■ **Required work**
Write out each line exactly as it stands, please.
++++ The input ++++
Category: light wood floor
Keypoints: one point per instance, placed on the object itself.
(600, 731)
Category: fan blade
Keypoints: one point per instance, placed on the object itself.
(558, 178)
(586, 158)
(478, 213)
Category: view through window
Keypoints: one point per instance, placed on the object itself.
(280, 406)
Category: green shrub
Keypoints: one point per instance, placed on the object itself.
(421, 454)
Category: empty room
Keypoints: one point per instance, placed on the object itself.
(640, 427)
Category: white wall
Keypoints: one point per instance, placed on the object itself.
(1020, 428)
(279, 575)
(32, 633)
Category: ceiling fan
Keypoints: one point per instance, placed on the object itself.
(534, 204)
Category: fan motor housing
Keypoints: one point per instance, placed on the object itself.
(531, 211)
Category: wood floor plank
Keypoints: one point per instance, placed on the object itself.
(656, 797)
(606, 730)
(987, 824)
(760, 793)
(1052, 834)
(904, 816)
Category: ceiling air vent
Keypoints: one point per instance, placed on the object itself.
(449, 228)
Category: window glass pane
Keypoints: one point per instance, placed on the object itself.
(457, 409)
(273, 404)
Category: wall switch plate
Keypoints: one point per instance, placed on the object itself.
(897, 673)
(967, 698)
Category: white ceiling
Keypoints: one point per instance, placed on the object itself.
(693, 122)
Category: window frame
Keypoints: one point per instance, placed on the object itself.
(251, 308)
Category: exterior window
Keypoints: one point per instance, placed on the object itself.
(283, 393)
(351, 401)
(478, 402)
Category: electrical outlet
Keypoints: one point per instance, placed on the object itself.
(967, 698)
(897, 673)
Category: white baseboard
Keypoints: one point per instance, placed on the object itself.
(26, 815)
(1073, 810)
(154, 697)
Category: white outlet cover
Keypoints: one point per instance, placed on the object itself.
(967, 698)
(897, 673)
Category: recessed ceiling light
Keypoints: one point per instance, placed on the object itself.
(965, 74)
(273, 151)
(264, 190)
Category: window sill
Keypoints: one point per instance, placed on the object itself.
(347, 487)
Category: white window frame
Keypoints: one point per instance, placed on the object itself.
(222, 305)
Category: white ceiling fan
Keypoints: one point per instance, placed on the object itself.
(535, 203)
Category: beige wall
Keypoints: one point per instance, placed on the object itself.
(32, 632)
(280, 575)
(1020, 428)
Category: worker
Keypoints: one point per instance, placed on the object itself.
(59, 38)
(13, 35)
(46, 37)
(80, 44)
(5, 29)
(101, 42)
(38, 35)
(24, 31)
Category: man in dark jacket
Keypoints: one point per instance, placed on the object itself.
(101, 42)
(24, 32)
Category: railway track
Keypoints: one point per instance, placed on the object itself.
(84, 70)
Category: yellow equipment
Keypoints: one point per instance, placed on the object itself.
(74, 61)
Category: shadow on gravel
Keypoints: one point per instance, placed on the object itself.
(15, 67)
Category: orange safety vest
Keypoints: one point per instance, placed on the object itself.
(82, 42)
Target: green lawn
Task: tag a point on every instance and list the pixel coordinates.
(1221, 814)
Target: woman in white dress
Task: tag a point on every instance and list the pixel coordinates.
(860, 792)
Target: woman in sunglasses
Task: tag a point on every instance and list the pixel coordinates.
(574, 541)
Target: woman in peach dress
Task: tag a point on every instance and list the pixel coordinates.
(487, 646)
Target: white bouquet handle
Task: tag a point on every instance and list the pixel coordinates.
++++
■ **Task response**
Category: light wood floor
Keypoints: one point per instance, placed on the object itself.
(600, 731)
Category: fan blade
Keypoints: one point per instance, placed on the object itself.
(558, 178)
(586, 158)
(478, 213)
Category: view through window
Keypoints: one point per instance, placed on the object itself.
(280, 406)
Category: green shrub
Keypoints: one point per instance, placed on the object itself.
(421, 454)
Category: empty room
Keypoints: one point per instance, placed on the object itself.
(640, 427)
Category: white wall
Keypoints: one point per instance, placed on the object itself.
(1020, 428)
(279, 575)
(32, 633)
Category: ceiling fan
Keypoints: one point per instance, placed on the object itself.
(534, 204)
Category: fan motor housing
Keypoints: one point per instance, placed on the object itself.
(531, 211)
Category: wood floor plank
Keypoints: one point per instance, placed on the object itself.
(656, 797)
(606, 730)
(987, 824)
(760, 793)
(1052, 834)
(904, 816)
Category: ceiling air vent
Keypoints: one point per instance, placed on the object itself.
(449, 228)
Category: window glass pane
Keypoints: one point per instance, placed on the object itself.
(457, 409)
(273, 404)
Category: wall switch plate
Keypoints: one point per instance, placed on the object itself.
(897, 673)
(967, 698)
Category: white ceiling
Keypoints: one point per instance, placed on the object itself.
(693, 122)
Category: window frame
Keypoints: one point per instance, placed on the object itself.
(251, 308)
Category: exterior window
Keypoints: one point per instance, placed on the object itself.
(283, 393)
(351, 401)
(478, 402)
Category: electrical outlet
Keypoints: one point per instance, placed on the object itself.
(967, 698)
(897, 673)
Category: white baseboard
Keypoints: one point per instance, placed on the object itself.
(26, 815)
(1073, 810)
(154, 697)
Category: white outlet cover
Keypoints: one point per instance, placed on the object itself.
(967, 698)
(897, 673)
Category: recessed ceiling light
Keypoints: one point per instance, placed on the object itself.
(965, 74)
(273, 151)
(264, 190)
Category: window sill
Keypoints: one point per instance, placed on the object itself.
(347, 487)
Category: white window frame
Keypoints: one point per instance, placed on the object itself.
(222, 305)
Category: white ceiling fan
Keypoints: one point per instance, placed on the object itself.
(535, 203)
Category: beige wall
Keypoints: one point per instance, placed on the object itself.
(32, 632)
(280, 575)
(1020, 428)
Category: worker
Keypoints: one point per instance, placed on the object itself.
(59, 38)
(13, 35)
(46, 37)
(80, 44)
(5, 29)
(101, 42)
(38, 35)
(24, 31)
Category: man in dark jacket
Keypoints: one point per instance, placed on the object itself.
(101, 42)
(24, 32)
Category: railway track
Keypoints: one point per instance, placed on the object itself.
(84, 70)
Category: yellow equipment
Keypoints: one point per instance, placed on the object itself.
(74, 61)
Category: shadow on gravel
Keypoints: one point per instance, placed on the object itself.
(15, 67)
Category: orange safety vest
Keypoints: one point per instance, placed on the object itself.
(82, 42)
Target: green lawn
Task: tag a point on every instance and list the pixel coordinates.
(1221, 814)
Target: woman in white dress
Task: tag a point on every instance and list the pixel coordinates.
(860, 792)
Target: woman in sunglasses
Task: tag a point on every instance and list the pixel coordinates.
(574, 541)
Target: woman in peach dress
Task: tag a point on every instance and list the pixel coordinates.
(487, 646)
Target: white bouquet handle
Task: tag a point on every instance and list the pixel coordinates.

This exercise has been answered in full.